*** Opening of DATASET ENTRIES ***

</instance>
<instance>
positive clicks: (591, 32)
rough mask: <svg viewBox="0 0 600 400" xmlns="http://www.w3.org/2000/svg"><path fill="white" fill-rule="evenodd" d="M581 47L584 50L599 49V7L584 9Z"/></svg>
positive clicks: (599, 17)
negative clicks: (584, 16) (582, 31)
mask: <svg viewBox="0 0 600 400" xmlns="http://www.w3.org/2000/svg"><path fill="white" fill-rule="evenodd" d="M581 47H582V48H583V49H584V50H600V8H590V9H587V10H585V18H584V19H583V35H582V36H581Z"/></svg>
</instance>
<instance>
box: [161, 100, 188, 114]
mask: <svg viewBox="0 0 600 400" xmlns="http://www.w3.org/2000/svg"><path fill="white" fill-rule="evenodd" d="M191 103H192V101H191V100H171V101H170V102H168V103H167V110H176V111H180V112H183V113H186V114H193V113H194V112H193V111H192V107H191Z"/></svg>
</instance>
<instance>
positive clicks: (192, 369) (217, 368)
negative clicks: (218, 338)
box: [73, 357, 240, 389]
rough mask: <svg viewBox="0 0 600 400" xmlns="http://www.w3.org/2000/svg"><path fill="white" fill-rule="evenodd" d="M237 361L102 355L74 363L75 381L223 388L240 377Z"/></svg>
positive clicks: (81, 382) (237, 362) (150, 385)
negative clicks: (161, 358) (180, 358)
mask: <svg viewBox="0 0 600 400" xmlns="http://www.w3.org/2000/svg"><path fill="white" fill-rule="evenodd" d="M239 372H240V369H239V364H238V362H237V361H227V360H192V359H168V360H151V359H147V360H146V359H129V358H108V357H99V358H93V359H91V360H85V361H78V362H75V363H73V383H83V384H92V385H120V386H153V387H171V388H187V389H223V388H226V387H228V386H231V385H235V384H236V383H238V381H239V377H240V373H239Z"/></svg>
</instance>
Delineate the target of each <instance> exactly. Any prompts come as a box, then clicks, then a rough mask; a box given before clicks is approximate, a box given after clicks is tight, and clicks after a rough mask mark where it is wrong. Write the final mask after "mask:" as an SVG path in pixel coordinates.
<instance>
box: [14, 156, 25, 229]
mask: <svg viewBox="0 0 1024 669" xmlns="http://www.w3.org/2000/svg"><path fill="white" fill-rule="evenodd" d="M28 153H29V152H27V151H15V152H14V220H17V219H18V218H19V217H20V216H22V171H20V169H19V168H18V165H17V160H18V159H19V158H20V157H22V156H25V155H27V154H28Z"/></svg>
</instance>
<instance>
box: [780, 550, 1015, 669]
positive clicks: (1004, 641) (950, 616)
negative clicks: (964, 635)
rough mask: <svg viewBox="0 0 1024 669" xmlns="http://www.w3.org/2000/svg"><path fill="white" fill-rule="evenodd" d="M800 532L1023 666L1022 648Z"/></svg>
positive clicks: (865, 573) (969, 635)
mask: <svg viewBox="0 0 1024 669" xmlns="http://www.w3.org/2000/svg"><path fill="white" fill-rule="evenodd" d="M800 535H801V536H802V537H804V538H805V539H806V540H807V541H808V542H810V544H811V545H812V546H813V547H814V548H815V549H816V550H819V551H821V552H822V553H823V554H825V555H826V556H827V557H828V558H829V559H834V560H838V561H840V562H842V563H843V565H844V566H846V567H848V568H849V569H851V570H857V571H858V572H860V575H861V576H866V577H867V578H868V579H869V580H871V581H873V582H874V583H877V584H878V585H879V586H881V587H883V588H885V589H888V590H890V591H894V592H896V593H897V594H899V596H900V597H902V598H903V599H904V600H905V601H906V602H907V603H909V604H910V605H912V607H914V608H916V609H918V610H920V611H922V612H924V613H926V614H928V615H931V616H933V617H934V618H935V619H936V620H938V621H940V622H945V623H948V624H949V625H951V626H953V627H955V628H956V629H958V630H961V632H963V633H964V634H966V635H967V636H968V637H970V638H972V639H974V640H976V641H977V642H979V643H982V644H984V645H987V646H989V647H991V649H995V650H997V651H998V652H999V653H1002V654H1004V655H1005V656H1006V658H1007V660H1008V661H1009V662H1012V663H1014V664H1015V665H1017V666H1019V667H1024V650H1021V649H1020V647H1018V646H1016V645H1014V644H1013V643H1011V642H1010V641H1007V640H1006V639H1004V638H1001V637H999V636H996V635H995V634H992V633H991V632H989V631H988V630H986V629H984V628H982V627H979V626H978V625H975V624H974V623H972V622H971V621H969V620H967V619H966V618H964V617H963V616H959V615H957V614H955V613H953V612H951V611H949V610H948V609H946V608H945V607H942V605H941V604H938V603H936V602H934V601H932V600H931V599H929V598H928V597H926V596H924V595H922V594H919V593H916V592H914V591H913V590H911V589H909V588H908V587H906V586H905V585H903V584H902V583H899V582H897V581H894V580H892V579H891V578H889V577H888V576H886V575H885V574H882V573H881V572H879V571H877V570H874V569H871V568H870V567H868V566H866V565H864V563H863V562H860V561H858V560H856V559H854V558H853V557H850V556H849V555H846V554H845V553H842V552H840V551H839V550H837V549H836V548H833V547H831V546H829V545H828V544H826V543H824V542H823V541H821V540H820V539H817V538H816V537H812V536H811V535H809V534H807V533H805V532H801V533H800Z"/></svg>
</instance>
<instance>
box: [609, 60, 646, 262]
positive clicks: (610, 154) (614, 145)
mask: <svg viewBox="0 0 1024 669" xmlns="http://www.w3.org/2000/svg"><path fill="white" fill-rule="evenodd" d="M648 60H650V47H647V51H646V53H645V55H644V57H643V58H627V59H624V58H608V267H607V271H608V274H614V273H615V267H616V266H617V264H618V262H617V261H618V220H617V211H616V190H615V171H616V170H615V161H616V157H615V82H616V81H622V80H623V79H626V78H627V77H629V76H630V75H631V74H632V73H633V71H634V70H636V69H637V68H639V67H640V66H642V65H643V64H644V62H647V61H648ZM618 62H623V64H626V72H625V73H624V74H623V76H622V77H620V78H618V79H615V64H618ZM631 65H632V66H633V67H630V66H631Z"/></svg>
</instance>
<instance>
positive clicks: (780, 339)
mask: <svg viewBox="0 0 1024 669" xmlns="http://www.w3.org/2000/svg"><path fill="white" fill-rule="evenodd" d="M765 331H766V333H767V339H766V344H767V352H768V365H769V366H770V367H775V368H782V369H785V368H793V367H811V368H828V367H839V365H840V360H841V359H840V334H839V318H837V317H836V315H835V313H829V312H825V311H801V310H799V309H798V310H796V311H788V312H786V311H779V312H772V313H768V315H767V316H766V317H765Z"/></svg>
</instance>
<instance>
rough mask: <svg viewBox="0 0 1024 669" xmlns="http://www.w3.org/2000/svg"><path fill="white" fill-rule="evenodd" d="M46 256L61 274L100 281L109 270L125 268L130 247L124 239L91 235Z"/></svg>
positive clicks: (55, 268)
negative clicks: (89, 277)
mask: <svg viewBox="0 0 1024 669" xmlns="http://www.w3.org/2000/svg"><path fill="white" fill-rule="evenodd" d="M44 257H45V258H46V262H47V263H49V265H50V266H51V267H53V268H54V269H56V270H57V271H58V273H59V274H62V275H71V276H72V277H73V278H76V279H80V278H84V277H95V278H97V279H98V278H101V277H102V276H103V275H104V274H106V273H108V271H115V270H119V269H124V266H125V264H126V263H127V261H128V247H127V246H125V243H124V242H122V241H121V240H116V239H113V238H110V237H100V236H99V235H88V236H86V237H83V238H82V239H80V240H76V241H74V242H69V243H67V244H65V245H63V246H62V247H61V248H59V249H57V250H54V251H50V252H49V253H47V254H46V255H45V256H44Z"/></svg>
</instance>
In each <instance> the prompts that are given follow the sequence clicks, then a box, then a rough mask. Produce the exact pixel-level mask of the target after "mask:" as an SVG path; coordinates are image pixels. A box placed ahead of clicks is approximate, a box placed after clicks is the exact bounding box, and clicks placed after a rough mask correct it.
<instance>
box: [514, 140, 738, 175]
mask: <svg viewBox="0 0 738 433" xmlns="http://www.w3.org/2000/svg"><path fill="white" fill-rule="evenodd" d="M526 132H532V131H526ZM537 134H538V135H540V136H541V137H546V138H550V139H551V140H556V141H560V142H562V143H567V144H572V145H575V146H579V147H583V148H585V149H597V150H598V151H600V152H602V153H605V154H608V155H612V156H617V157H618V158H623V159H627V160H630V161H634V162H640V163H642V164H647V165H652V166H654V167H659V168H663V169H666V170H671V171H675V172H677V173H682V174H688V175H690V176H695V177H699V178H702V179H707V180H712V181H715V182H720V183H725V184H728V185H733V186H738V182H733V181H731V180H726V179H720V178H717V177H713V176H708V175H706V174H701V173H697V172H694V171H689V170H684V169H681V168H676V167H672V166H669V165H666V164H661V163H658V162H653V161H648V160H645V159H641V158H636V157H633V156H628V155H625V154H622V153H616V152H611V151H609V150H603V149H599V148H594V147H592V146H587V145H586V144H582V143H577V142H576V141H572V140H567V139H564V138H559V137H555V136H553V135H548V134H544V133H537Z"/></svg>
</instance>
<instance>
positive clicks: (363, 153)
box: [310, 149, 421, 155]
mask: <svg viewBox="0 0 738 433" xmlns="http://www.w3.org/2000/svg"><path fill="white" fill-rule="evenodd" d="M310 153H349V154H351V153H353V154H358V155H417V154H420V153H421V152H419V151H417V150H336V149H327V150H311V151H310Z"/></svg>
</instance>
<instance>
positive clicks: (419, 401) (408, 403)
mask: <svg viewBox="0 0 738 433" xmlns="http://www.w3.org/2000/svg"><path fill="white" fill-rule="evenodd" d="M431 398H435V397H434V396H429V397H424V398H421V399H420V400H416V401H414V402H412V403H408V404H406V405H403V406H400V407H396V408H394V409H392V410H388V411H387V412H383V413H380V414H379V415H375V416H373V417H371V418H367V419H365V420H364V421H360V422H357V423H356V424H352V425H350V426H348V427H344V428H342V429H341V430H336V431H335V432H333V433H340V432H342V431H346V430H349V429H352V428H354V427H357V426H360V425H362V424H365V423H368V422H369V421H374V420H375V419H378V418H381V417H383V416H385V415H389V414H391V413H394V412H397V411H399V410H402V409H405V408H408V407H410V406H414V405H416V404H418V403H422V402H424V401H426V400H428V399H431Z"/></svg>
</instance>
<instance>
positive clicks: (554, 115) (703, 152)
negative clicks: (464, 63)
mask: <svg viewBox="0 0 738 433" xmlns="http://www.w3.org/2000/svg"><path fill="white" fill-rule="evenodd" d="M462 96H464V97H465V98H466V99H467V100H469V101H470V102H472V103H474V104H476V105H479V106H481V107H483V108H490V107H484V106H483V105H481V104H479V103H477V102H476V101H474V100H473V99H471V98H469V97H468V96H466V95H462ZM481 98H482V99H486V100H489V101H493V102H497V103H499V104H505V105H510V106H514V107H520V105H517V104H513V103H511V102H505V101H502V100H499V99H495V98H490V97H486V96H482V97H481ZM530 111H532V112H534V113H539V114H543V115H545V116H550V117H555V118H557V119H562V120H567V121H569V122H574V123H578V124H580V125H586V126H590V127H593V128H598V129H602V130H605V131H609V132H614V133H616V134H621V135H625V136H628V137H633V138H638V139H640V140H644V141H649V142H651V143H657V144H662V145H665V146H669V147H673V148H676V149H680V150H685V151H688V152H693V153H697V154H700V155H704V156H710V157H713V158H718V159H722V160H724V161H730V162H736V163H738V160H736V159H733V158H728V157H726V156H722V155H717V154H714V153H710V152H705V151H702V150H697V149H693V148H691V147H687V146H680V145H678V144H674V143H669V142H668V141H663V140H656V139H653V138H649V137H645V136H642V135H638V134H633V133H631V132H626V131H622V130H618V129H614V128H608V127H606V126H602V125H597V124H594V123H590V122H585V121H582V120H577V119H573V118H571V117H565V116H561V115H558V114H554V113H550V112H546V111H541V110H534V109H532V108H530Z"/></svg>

*** Close of DATASET ENTRIES ***

→ **INSTRUCTIONS TO FOLLOW**:
Rewrite the rows from the very beginning through the line containing "positive clicks: (599, 17)" as a Markdown table with the columns Number and Text, omitting any blank lines.

→ **SOLUTION TO THIS EXERCISE**:
| Number | Text |
|---|---|
| 1 | </instance> |
| 2 | <instance> |
| 3 | positive clicks: (591, 32) |
| 4 | rough mask: <svg viewBox="0 0 600 400" xmlns="http://www.w3.org/2000/svg"><path fill="white" fill-rule="evenodd" d="M581 47L584 50L599 49V7L584 9Z"/></svg> |
| 5 | positive clicks: (599, 17) |